--- Start of Material for this exercise ---

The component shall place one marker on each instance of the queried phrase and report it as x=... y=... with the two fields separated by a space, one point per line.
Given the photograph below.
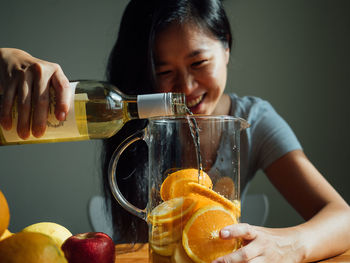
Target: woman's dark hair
x=131 y=68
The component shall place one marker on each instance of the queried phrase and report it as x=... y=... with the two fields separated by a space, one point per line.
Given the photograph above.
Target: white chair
x=100 y=220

--- End of Material for this exercise ---

Instruction ▸ Copy every line of the items above word for word, leaving out the pictures.

Answer to the task ▸
The component shall place one marker on each instance of the queried phrase and report it as x=... y=... with the two fields separated by a space, one point per line.
Given the photograph below.
Target: woman's dark hair
x=131 y=68
The component shall place one marker on each instance of the queried phrase and report it as x=... y=... with the two fields separated by a space, one point per line.
Given the photograph above.
Target: white chair
x=100 y=220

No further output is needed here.